Instructions for the task -
Return all of the data below line for line, with nothing changed, and omit the pictures from your answer.

┌─ Data lines

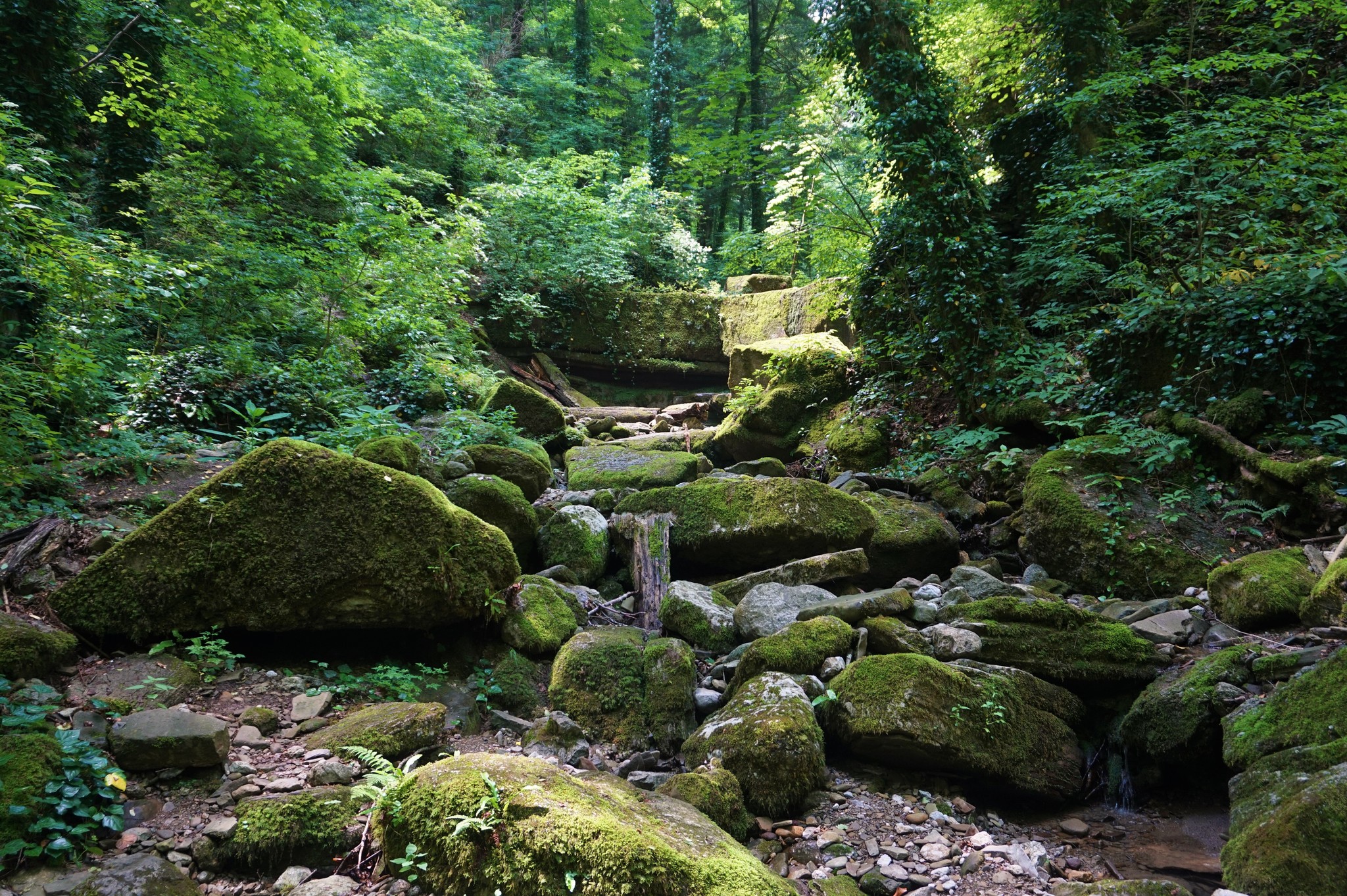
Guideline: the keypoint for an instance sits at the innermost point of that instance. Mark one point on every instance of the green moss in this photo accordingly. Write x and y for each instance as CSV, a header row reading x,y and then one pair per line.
x,y
398,452
501,504
699,615
27,762
716,793
1326,600
618,467
1175,719
512,465
1065,531
670,674
914,712
1308,709
1059,642
576,537
800,649
32,649
613,839
597,680
516,676
305,826
539,619
747,524
888,635
294,536
1261,590
1288,824
392,730
910,540
260,717
535,415
767,736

└─

Answer to this problem -
Guideline: the keypoint for an instance sits at the innermost point of that instance. Mark one point on every instance of the green moss in this photo accordingly. Write x and y for each instance as CSV, a header row reading x,y and then one pair per line.
x,y
398,452
501,504
699,615
27,762
716,793
1326,600
618,467
1175,719
512,465
1065,531
670,674
914,712
1308,709
1059,642
576,537
800,649
32,649
613,839
597,680
516,676
305,826
539,619
747,524
888,635
294,536
1261,590
1288,824
392,730
910,540
260,717
535,415
767,736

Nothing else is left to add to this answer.